Jobs:
[a] Answer these questions from the case summary:
(i) Who was the appellant's partner in the firm?
(ii) In what year was the partnership's office broken into?
(iii) Which body upheld the Commissioner's decision?
[b] Repeat the part of the case summary between "In 1948 the" and "by the firm.", inclusive.

-- start of Source extract --

SUPREME COURT OF FIJI


Appellate Jurisdiction


PHILIP RICE


v


THE COMMISSIONER OF INLAND REVENUE


Carew, P.J.


October 13th, 1950


Income Tax-partnership-money set aside for passages for partners -loss of money by burglary-whether deductible amounts.


The appellant was a partner with Kenneth Albert Stewart in a firm of solicitors and barristers. A certain portion of the profits of the partnership was set aside to form a Passage Reserve Fund, a fund to be spent on passage by sea so that either of the partners could take regular holidays out of the tropics at the firm's expense.


In 1948 the office of the partnership was broken into and a sum of money was stolen, the thief being caught and convicted. Part of the sum was trust monies and had to be refunded and part was money earned and owned by the firm.


In the return of income tax submitted by the partnership, the money taken by the thief and the sum of £122 7s. 5d. were shown as a properly deductible expense.


The Commissioner of Inland Revenue disallowed both deductions and his decision was upheld by the Court of Review.


On appeal from the Court of Review to the Supreme Court.

-- end of Source extract --
-- start of Data rows --

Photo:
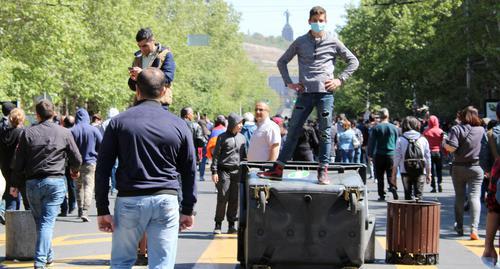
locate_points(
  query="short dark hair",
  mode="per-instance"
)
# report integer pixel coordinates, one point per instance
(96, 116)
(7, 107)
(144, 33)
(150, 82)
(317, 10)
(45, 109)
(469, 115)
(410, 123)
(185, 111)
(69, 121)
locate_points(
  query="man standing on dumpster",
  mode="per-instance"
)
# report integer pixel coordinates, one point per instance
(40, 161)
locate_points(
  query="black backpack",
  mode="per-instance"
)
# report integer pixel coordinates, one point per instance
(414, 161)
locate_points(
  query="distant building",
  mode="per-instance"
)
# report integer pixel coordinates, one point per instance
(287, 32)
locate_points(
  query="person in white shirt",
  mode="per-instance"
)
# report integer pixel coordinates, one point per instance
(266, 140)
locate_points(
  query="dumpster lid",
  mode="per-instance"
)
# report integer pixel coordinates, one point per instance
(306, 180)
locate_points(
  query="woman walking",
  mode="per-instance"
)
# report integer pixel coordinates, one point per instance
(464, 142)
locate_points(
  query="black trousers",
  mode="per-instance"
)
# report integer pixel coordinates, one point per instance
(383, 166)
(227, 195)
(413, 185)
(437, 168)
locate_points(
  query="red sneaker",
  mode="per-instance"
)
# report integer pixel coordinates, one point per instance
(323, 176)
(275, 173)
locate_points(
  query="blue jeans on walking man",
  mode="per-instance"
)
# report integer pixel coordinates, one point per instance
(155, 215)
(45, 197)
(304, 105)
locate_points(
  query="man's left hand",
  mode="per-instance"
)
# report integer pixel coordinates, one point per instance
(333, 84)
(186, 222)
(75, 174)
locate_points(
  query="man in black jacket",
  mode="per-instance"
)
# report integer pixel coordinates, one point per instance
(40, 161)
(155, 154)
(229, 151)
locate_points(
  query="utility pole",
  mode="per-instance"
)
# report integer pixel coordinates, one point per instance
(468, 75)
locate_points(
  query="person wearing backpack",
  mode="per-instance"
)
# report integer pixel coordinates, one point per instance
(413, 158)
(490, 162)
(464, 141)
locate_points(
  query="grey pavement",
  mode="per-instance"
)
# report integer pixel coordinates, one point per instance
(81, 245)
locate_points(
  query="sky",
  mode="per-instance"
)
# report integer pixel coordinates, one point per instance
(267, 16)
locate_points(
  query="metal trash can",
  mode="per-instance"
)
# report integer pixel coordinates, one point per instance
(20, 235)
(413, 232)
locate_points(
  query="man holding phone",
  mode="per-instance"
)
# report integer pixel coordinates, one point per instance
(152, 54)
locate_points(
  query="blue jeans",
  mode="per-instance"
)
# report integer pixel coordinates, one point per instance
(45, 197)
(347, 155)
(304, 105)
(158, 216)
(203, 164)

-- end of Data rows --
-- start of Data rows --

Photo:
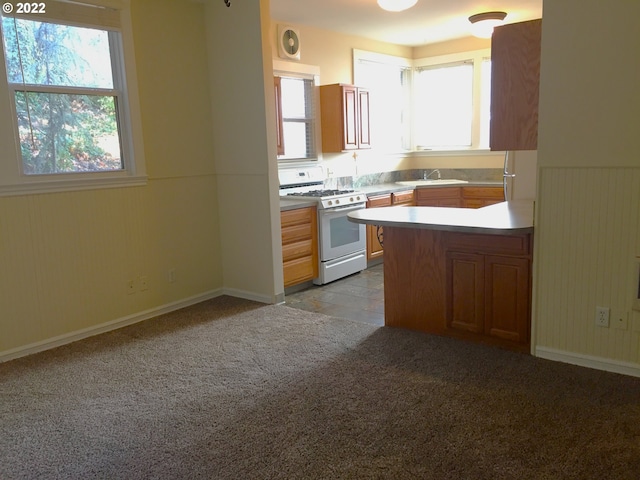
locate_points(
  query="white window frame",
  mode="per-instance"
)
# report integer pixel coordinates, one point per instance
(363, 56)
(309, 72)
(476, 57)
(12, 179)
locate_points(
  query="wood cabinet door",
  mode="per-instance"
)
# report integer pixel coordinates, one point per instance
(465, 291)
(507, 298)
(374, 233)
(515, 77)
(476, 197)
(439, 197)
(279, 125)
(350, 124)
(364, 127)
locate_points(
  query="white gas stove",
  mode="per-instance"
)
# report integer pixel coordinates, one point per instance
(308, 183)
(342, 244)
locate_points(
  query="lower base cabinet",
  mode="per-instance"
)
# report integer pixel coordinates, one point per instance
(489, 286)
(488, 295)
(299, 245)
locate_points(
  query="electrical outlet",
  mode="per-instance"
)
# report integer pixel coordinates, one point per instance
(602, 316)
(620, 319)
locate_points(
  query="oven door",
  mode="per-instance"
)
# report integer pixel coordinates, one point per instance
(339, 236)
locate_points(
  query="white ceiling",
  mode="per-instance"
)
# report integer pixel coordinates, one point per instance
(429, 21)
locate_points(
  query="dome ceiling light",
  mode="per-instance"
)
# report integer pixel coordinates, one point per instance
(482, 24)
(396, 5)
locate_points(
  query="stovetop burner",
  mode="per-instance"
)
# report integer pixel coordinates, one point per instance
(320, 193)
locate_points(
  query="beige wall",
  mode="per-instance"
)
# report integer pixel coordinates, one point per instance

-- end of Data rows --

Results:
[a]
(i) Kenneth Albert Stewart
(ii) 1948
(iii) The Court of Review

[b]
In 1948 the office of the partnership was broken into and a sum of money was stolen, the thief being caught and convicted. Part of the sum was trust monies and had to be refunded and part was money earned and owned by the firm.